* What to work on:
Give only the number of lines in the data that contain the word "plate".

── Material supplied ──

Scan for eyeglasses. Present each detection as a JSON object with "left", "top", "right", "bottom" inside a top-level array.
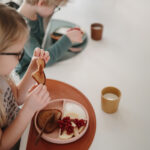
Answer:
[
  {"left": 0, "top": 50, "right": 24, "bottom": 61},
  {"left": 54, "top": 6, "right": 61, "bottom": 13},
  {"left": 50, "top": 6, "right": 61, "bottom": 17}
]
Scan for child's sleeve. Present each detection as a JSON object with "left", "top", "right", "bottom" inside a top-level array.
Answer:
[
  {"left": 24, "top": 35, "right": 41, "bottom": 58},
  {"left": 24, "top": 33, "right": 72, "bottom": 66},
  {"left": 25, "top": 15, "right": 44, "bottom": 58},
  {"left": 45, "top": 35, "right": 72, "bottom": 66}
]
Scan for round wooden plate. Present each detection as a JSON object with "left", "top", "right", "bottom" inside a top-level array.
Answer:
[{"left": 34, "top": 99, "right": 89, "bottom": 144}]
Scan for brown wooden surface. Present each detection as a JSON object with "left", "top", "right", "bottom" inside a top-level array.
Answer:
[{"left": 26, "top": 79, "right": 96, "bottom": 150}]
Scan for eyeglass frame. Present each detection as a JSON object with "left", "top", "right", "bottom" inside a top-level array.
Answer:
[
  {"left": 54, "top": 6, "right": 61, "bottom": 13},
  {"left": 49, "top": 5, "right": 61, "bottom": 17},
  {"left": 0, "top": 50, "right": 24, "bottom": 62}
]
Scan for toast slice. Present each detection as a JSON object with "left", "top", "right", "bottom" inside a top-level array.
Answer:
[
  {"left": 37, "top": 109, "right": 62, "bottom": 133},
  {"left": 32, "top": 58, "right": 46, "bottom": 85},
  {"left": 36, "top": 58, "right": 45, "bottom": 69}
]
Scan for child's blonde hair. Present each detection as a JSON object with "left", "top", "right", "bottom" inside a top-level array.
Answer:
[
  {"left": 0, "top": 3, "right": 28, "bottom": 128},
  {"left": 0, "top": 3, "right": 28, "bottom": 51},
  {"left": 0, "top": 90, "right": 6, "bottom": 128},
  {"left": 25, "top": 0, "right": 69, "bottom": 6}
]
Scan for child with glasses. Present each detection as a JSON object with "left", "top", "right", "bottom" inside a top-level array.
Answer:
[
  {"left": 16, "top": 0, "right": 83, "bottom": 78},
  {"left": 0, "top": 3, "right": 51, "bottom": 149}
]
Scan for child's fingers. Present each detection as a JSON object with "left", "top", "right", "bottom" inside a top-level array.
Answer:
[
  {"left": 67, "top": 27, "right": 83, "bottom": 34},
  {"left": 40, "top": 51, "right": 50, "bottom": 63},
  {"left": 73, "top": 27, "right": 80, "bottom": 31},
  {"left": 39, "top": 85, "right": 47, "bottom": 97},
  {"left": 44, "top": 51, "right": 49, "bottom": 58},
  {"left": 44, "top": 51, "right": 50, "bottom": 63},
  {"left": 79, "top": 36, "right": 83, "bottom": 43},
  {"left": 45, "top": 56, "right": 50, "bottom": 63},
  {"left": 31, "top": 84, "right": 43, "bottom": 94},
  {"left": 28, "top": 84, "right": 38, "bottom": 93},
  {"left": 34, "top": 47, "right": 41, "bottom": 57},
  {"left": 67, "top": 27, "right": 80, "bottom": 32},
  {"left": 39, "top": 49, "right": 45, "bottom": 57},
  {"left": 34, "top": 48, "right": 50, "bottom": 63}
]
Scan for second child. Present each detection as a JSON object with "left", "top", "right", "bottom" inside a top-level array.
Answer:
[{"left": 16, "top": 0, "right": 83, "bottom": 78}]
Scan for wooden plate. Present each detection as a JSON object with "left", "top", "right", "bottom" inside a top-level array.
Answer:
[{"left": 34, "top": 99, "right": 89, "bottom": 144}]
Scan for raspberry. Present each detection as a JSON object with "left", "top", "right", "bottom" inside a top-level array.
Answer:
[
  {"left": 58, "top": 117, "right": 87, "bottom": 135},
  {"left": 73, "top": 119, "right": 87, "bottom": 129},
  {"left": 66, "top": 125, "right": 74, "bottom": 134}
]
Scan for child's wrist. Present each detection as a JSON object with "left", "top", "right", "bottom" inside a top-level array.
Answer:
[
  {"left": 20, "top": 105, "right": 35, "bottom": 120},
  {"left": 64, "top": 34, "right": 73, "bottom": 44}
]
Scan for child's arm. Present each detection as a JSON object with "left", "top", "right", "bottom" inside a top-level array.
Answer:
[
  {"left": 0, "top": 107, "right": 34, "bottom": 150},
  {"left": 25, "top": 29, "right": 82, "bottom": 66},
  {"left": 25, "top": 33, "right": 72, "bottom": 63},
  {"left": 46, "top": 29, "right": 83, "bottom": 66},
  {"left": 16, "top": 48, "right": 50, "bottom": 105},
  {"left": 0, "top": 84, "right": 50, "bottom": 150},
  {"left": 46, "top": 34, "right": 72, "bottom": 65}
]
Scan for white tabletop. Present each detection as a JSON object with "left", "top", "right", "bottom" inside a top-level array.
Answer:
[{"left": 20, "top": 0, "right": 150, "bottom": 149}]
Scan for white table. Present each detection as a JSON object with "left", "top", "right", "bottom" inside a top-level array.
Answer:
[{"left": 20, "top": 0, "right": 150, "bottom": 149}]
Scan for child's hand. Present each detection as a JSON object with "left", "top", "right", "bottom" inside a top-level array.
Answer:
[
  {"left": 33, "top": 48, "right": 50, "bottom": 64},
  {"left": 66, "top": 28, "right": 83, "bottom": 44},
  {"left": 23, "top": 84, "right": 51, "bottom": 114},
  {"left": 30, "top": 48, "right": 50, "bottom": 70}
]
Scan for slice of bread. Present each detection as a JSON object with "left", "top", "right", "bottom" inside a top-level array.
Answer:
[
  {"left": 37, "top": 109, "right": 62, "bottom": 133},
  {"left": 36, "top": 58, "right": 45, "bottom": 68},
  {"left": 32, "top": 58, "right": 46, "bottom": 85}
]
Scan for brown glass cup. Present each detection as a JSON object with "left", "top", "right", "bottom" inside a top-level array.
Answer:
[
  {"left": 91, "top": 23, "right": 103, "bottom": 40},
  {"left": 101, "top": 87, "right": 121, "bottom": 113}
]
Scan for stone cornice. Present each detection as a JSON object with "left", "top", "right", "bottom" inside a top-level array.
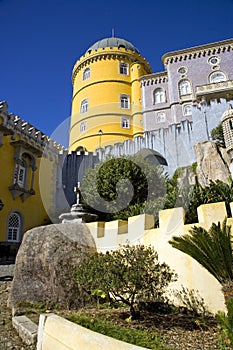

───

* Solution:
2